What is expected: Using the entries that follow, give only the number of lines with the word "below" in them.

------------

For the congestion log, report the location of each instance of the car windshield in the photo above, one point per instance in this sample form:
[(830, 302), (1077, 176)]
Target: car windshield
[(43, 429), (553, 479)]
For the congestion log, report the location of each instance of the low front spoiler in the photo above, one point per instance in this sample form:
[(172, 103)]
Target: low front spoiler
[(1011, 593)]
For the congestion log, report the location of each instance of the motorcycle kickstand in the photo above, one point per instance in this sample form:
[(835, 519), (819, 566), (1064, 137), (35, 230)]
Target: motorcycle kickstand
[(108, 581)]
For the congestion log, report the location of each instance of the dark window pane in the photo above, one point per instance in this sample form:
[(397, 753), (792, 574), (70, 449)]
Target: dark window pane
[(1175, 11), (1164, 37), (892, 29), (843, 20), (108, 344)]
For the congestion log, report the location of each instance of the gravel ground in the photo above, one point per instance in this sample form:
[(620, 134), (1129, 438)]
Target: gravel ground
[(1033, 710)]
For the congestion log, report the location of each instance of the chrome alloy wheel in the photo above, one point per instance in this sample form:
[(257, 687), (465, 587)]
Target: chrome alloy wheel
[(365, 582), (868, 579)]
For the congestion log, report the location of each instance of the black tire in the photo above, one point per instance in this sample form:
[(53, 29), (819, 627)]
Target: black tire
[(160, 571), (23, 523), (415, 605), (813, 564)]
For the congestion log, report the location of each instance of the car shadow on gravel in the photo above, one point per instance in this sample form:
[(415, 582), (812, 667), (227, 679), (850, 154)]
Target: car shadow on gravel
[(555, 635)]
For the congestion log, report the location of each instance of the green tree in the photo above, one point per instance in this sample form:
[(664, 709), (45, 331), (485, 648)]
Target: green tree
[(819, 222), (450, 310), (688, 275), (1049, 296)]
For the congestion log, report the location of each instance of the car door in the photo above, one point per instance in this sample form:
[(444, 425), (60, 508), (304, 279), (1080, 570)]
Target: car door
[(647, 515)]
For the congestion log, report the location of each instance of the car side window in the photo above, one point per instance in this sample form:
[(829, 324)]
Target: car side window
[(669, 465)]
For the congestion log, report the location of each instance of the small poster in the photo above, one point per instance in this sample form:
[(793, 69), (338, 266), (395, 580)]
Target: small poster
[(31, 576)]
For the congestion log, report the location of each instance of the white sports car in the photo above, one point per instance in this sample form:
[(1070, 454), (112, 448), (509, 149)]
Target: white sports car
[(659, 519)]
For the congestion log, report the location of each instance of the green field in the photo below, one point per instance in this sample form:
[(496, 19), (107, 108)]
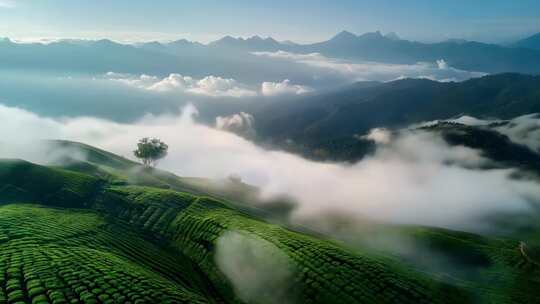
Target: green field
[(95, 232)]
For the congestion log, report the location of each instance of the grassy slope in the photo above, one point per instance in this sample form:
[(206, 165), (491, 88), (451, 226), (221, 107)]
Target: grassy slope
[(148, 228)]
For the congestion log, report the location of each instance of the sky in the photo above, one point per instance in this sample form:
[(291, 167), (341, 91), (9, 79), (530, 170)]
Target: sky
[(304, 21)]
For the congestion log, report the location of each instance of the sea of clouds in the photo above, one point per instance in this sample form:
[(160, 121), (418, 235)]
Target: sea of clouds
[(414, 177)]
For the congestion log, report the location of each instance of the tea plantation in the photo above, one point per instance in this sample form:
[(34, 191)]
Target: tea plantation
[(94, 232)]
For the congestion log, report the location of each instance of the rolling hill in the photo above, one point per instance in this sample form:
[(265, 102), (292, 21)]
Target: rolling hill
[(98, 231)]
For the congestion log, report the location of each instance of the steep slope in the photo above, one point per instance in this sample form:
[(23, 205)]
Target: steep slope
[(358, 108), (167, 244)]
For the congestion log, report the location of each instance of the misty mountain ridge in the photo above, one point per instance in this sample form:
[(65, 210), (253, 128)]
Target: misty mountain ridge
[(360, 107), (374, 46), (531, 42)]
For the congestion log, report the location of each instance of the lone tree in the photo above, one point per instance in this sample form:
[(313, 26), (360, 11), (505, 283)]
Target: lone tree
[(150, 151)]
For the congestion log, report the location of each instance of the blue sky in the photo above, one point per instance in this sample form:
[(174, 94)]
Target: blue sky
[(298, 20)]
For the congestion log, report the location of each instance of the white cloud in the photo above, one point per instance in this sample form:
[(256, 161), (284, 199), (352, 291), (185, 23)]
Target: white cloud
[(282, 88), (260, 272), (414, 178), (441, 64), (366, 70), (524, 130), (212, 86), (7, 4), (241, 123)]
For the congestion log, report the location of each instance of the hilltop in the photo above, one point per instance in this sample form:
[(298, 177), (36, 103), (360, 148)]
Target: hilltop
[(100, 231)]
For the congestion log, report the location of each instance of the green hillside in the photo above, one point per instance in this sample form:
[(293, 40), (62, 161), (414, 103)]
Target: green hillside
[(91, 232)]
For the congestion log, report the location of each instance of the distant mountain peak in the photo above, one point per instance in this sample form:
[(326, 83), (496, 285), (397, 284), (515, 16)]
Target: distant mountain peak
[(392, 36)]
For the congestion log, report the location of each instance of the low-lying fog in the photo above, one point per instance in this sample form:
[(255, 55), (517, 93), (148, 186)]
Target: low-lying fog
[(413, 177)]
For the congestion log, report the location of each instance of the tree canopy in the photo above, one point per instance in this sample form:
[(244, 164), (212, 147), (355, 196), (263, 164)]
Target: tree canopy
[(150, 151)]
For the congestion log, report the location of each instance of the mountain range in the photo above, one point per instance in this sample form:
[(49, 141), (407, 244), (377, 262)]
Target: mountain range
[(224, 55), (336, 117)]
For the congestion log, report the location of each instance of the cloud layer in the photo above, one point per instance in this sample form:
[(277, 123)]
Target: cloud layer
[(212, 86), (283, 88), (365, 71), (241, 123), (413, 177)]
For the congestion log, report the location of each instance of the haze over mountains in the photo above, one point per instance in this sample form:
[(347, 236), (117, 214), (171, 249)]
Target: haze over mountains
[(465, 55)]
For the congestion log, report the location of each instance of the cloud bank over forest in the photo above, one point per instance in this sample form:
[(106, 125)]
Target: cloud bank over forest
[(410, 171)]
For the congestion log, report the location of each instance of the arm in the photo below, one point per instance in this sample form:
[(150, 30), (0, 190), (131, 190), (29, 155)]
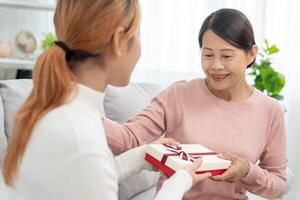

------------

Your response: 2